■ What you should do: Could you write out every row below again, requests included, with each point coordinate in the answers increased by 113? Leave the pictures out, and keep any numbers in the requests as they are.

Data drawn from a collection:
-- START --
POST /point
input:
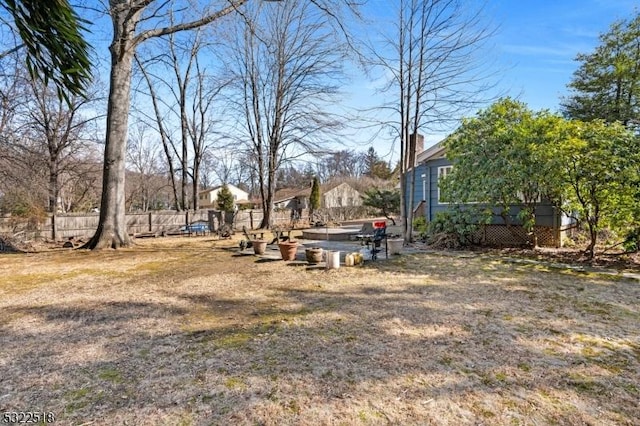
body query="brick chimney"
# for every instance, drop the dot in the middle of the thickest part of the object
(416, 142)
-- END --
■ Task solution:
POST /point
input:
body query="brick chimney"
# for every instance, drop the dot in the middle of the thickest part of the object
(529, 255)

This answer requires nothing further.